____ Extracted records

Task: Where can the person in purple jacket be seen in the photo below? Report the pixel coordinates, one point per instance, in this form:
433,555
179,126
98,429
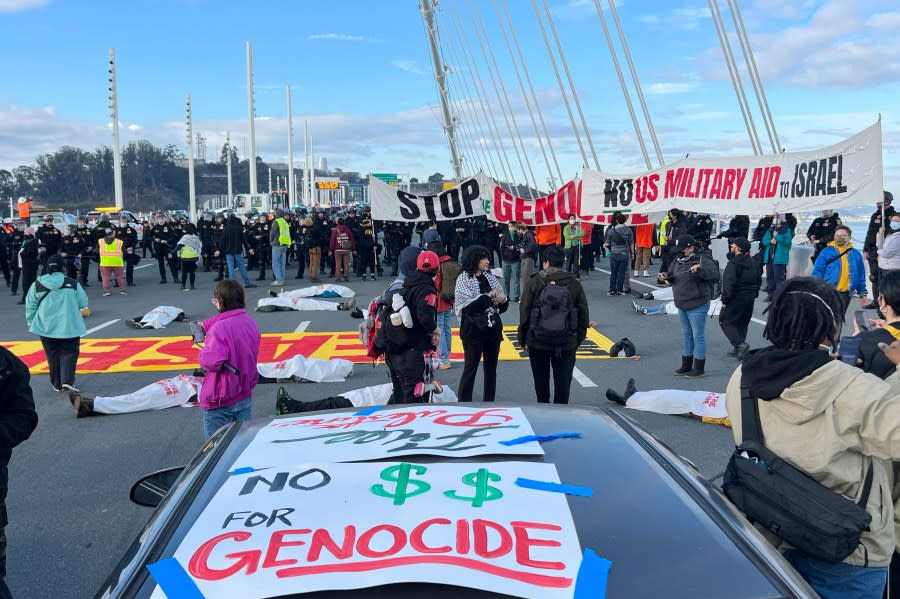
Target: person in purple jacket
229,359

________

The entries above are to be repeated exactly, except for any pictures.

Task: Where can the person in purple jacket be seen in the photo below? Report the pixel coordinates, one point per instance, in this form:
433,555
179,126
98,429
Target: person in purple jacket
229,359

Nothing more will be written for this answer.